* Given exercise
From the footballer biography, list every competition or league it names.
-- Quoted passage start --
Quido Lanzaat (born 30 September 1979) is a Dutch former footballer who played as a defender.

Career
A product of the AFC Ajax football academy, Lanzaat played in the UEFA Cup and the UEFA Champions League with Ajax.

In early 2000, he moved to Germany to play for Borussia Mönchengladbach. In 2002, he was transferred to Alemannia Aachen with whom he reached the final of the DFB-Pokal in 2004. The same year he was signed by TSV 1860 Munich. In the 2006–07 season he played for MSV Duisburg. In the summer of 2007 he moved to Bulgaria joining CSKA Sofia on a free transfer.

After being released at CSKA Sofia in 2008, Lanzaat went on trial with Aberdeen F.C. in the Scottish Premier League and was close to joining Coventry City in the Coca-Cola Championship after impressing on trial.

On 8 July 2009, he returned to Germany signing a contract with FC Carl Zeiss Jena. Having made just 26 appearances for the club he agreed to terminate his contract with Jena on 25 June 2010.

On the same day of Lanzaat's release from Carl Zeiss Jena, Wehen Wiesbaden announced the signing of the player on a two-year contract.

Personal life
On 11 July 2014, Lanzaat was declared missing. Five days later, he was reported as being alive.
-- Quoted passage end --
-- Record set start --
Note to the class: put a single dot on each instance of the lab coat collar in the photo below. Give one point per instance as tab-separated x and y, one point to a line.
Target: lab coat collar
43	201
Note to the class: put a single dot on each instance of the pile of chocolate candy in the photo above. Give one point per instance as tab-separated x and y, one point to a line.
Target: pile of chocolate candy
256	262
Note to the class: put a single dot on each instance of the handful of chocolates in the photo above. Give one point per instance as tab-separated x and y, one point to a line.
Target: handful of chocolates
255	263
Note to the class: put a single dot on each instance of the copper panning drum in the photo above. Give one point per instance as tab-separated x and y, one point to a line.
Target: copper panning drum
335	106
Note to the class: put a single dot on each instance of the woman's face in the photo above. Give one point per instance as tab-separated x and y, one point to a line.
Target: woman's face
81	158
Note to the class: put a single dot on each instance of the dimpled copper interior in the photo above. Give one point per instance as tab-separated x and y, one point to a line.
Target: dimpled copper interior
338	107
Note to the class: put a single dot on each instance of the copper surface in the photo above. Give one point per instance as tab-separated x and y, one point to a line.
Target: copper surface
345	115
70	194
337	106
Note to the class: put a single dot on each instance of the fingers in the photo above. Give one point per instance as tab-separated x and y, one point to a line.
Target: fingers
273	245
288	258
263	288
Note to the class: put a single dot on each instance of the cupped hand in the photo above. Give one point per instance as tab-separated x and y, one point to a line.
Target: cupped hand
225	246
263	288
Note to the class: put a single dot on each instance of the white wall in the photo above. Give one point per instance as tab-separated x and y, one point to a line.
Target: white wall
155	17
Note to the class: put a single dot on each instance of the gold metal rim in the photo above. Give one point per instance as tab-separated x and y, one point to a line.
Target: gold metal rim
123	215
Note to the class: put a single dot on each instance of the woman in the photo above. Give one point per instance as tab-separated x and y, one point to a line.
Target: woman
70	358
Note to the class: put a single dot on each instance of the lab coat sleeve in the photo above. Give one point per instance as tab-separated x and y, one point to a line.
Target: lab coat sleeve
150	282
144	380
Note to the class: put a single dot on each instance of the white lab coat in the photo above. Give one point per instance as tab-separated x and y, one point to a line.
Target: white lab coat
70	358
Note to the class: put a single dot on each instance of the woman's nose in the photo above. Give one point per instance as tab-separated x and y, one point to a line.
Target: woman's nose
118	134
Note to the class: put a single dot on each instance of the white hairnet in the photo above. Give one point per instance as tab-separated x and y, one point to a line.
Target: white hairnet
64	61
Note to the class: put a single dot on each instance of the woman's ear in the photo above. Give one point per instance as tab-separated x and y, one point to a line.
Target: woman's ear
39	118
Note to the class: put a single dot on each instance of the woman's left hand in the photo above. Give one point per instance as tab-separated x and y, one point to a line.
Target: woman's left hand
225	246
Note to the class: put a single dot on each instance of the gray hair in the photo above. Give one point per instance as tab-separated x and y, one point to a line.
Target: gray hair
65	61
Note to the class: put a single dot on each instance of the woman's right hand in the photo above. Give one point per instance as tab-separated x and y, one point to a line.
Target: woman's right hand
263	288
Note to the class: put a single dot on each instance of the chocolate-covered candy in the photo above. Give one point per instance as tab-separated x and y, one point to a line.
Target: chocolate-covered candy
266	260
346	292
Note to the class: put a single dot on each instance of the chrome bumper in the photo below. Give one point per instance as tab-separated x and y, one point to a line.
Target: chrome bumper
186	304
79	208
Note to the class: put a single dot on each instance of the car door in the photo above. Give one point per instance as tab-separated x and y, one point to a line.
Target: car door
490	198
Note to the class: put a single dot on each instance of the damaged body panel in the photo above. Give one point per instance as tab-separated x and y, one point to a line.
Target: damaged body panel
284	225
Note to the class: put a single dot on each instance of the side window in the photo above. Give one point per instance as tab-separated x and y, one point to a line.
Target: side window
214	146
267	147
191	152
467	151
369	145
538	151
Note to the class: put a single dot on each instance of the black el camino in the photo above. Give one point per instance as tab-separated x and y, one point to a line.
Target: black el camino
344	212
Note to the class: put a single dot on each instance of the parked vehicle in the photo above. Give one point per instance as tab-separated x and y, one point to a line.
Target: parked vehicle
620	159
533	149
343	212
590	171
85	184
-- Record set end --
* The completed task
UEFA Cup
UEFA Champions League
DFB-Pokal
Scottish Premier League
Coca-Cola Championship